Task to complete →
Reproduce all of the data that follows, character for character.
☆ ☆ ☆
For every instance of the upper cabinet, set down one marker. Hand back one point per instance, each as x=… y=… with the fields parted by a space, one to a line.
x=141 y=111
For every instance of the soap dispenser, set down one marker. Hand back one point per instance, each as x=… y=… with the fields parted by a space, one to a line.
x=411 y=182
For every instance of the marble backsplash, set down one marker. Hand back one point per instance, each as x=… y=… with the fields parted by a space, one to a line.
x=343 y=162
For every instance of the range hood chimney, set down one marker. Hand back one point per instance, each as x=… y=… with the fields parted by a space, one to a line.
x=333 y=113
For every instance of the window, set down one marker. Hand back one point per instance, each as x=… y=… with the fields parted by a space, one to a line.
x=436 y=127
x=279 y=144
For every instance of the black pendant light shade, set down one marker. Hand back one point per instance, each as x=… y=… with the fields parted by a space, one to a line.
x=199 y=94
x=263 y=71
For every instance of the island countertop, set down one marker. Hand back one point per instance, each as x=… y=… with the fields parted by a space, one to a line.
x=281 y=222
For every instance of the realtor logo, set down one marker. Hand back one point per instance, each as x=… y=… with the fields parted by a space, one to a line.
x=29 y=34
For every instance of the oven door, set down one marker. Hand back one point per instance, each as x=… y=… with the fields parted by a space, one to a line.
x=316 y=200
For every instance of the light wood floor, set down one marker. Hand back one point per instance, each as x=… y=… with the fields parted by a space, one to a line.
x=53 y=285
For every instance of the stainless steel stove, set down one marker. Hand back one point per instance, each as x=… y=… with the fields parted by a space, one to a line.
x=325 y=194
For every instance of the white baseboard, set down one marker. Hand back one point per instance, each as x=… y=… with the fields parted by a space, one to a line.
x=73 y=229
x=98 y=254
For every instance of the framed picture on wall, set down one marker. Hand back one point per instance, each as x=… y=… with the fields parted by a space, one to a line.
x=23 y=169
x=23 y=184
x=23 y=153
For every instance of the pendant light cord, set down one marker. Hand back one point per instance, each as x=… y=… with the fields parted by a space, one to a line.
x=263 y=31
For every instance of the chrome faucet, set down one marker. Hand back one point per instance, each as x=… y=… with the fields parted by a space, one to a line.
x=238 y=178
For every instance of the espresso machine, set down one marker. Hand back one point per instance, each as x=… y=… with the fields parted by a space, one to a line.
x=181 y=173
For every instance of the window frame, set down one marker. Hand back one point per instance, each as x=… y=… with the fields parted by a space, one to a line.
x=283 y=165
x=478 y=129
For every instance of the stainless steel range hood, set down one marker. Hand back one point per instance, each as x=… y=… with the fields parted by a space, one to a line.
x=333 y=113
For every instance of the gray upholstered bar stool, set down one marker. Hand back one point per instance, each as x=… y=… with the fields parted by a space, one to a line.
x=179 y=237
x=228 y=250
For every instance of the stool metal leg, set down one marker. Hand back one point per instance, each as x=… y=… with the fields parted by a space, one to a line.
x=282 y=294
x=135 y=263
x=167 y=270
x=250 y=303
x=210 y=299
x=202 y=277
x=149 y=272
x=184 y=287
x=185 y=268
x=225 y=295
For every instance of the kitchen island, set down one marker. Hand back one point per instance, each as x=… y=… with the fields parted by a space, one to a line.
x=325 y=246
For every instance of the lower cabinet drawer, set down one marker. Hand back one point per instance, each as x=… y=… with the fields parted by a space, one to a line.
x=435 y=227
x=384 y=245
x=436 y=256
☆ ☆ ☆
Written reply →
For every instance of the upper cabinet, set down one marker. Hand back one point per instance, each as x=… y=… with the fields parted by a space, one to a line.
x=141 y=111
For every instance of the soap dispenser, set down one marker. Hand back one point per instance, each as x=… y=… with the fields parted by a space, one to a line.
x=411 y=182
For every instance of the marble backsplash, set down one marker. Hand back one point per instance, each as x=… y=… with the fields parted by a space, one to a line.
x=343 y=162
For every instance of the range hood chimney, set down one marker. Hand back one point per instance, each as x=… y=… with the fields parted by a space, one to a line.
x=333 y=113
For every instance of the window, set down one marker. Hand back one point per instance, each as x=… y=… with the fields parted by a space, one to a line.
x=436 y=127
x=279 y=144
For every instance of the black pendant light shade, set down one marker. Hand back one point per instance, each as x=… y=… with the fields parted by a space, one to a line.
x=199 y=94
x=263 y=71
For every instance of the island countertop, set down one marker. Hand back one point per instance, each as x=… y=… with the fields parted by a space, one to a line.
x=281 y=222
For every instance of the realtor logo, set down one marker. Hand back one point per instance, each as x=… y=… with the fields parted by a space, one to a line.
x=29 y=34
For every instance of the oven door, set down one marker. Hand back one point per instance, each as x=… y=… with the fields parted by a space, one to a line.
x=316 y=200
For every instance of the light wood floor, set down one marker. Hand back one point per instance, each as x=… y=… with the fields parted by a space, one to a line.
x=53 y=285
For every instance of the stainless steel stove, set down one marker. Hand back one point per instance, each as x=… y=… with the fields parted by a space, one to a line.
x=325 y=194
For every instance of the white baseboard, set down one marker. Hand back one point per instance, each as x=… y=… with the fields parted by a space, one to a line.
x=73 y=229
x=98 y=254
For every instance of the framed picture on wall, set down one marker. Hand back one point per instance, each as x=… y=… with the fields parted by a space, one to a line.
x=23 y=169
x=23 y=184
x=23 y=153
For every instance of the pendant light cord, set down one marker. Hand back one point per instance, each as x=… y=… with the fields parted by a space, one to a line.
x=263 y=31
For every instance of the chrome faucet, set down one marker. Hand back one point per instance, each as x=… y=… with the fields parted by a space, one to a line.
x=238 y=178
For every instance of the espresso machine, set down one marker. Hand back one point per instance, each as x=… y=… with the fields parted by a space, one to a line.
x=181 y=173
For every instance of the window frame, set down one marker. Hand back one point per instance, each as x=… y=… with the fields parted by a space, one to a line.
x=283 y=165
x=478 y=129
For every instance of the stainless steel range hood, set down one marker. Hand back one point per instance, each as x=… y=… with the fields parted by a space, one to a line.
x=333 y=113
For every instance of the gray upholstered bar stool, set down one marker. Hand back one point per instance, each as x=… y=… with the fields parted by a space, one to a line.
x=179 y=237
x=228 y=250
For every instance of the stool metal leg, set down one marker. Hand back one point per instance, each as x=… y=… with the fields parted by a space, one to a line.
x=282 y=294
x=135 y=263
x=167 y=270
x=250 y=303
x=210 y=299
x=202 y=277
x=149 y=272
x=184 y=287
x=185 y=268
x=225 y=295
For every instance of the kitchen island, set down one marker. Hand back one point per instance, each as x=… y=… with the fields parted by a space, one to a line.
x=325 y=246
For every instance of the lower cabinet drawer, set down one marker. Hand back one point per instance, each as x=… y=… with the fields parted by a space, one to a line.
x=435 y=227
x=384 y=245
x=436 y=256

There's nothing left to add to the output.